**TASK MATERIAL**
--------------------

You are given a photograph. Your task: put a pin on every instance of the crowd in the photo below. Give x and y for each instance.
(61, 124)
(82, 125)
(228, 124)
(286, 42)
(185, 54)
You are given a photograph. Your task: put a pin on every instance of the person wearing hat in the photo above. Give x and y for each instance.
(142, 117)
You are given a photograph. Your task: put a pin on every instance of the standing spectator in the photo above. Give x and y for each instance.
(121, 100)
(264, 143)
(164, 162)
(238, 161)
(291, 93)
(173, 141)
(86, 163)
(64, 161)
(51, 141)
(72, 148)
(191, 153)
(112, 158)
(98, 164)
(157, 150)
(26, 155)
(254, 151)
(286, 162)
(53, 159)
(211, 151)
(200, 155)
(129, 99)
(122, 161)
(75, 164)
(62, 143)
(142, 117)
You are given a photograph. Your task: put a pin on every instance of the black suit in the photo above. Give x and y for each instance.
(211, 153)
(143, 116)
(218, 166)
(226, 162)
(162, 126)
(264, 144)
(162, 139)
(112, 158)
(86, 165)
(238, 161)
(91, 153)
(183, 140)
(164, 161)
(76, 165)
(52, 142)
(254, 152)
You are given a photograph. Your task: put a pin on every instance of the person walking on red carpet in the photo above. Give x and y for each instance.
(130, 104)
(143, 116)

--------------------

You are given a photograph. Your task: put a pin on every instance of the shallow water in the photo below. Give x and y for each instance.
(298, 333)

--------------------

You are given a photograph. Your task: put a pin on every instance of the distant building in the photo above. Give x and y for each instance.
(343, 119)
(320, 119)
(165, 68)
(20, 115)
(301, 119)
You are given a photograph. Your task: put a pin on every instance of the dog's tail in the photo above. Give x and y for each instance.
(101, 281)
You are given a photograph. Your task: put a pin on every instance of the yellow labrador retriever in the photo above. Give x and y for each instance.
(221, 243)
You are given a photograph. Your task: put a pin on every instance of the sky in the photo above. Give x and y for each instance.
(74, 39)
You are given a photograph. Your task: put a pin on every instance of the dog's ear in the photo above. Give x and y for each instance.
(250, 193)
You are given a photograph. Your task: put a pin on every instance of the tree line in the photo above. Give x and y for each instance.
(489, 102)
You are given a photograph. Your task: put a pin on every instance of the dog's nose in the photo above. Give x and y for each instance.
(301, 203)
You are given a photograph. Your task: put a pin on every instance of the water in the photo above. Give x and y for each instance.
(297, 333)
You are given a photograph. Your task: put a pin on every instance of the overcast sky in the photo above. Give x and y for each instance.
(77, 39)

--------------------

**TASK TO COMPLETE**
From the material above, gather every line that contains the word "water" and copy each one out in full.

**ANSWER IN FULL**
You are given a photograph. Your task: put a pin on every instance of the shallow water in the photo below. Give x and y for each instance.
You are given a photograph. Your task: put a pin on every instance of the water in the photo above. Give x and y for each instance.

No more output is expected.